EXERCISE INSTRUCTIONS: Repeat the listing in full, exactly as it stands.

DATA:
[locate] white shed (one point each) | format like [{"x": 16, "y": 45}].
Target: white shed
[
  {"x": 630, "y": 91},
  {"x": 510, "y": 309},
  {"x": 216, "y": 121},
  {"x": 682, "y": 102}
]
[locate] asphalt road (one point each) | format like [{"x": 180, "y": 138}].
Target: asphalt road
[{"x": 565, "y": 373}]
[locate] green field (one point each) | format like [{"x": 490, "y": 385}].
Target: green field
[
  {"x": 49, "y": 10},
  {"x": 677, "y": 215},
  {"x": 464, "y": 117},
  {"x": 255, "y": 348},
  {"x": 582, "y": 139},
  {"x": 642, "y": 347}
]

TASK OUTPUT:
[locate] white shed (one point each) | format like [{"x": 16, "y": 45}].
Target: white shed
[
  {"x": 630, "y": 91},
  {"x": 510, "y": 309},
  {"x": 216, "y": 121},
  {"x": 682, "y": 102}
]
[locate] asphalt road (one point each) | format like [{"x": 180, "y": 138}].
Target: asphalt road
[{"x": 565, "y": 373}]
[locate] green field (one point each) | format like [{"x": 490, "y": 385}].
Target: green field
[
  {"x": 49, "y": 10},
  {"x": 677, "y": 215},
  {"x": 464, "y": 117},
  {"x": 255, "y": 348},
  {"x": 582, "y": 139},
  {"x": 642, "y": 347}
]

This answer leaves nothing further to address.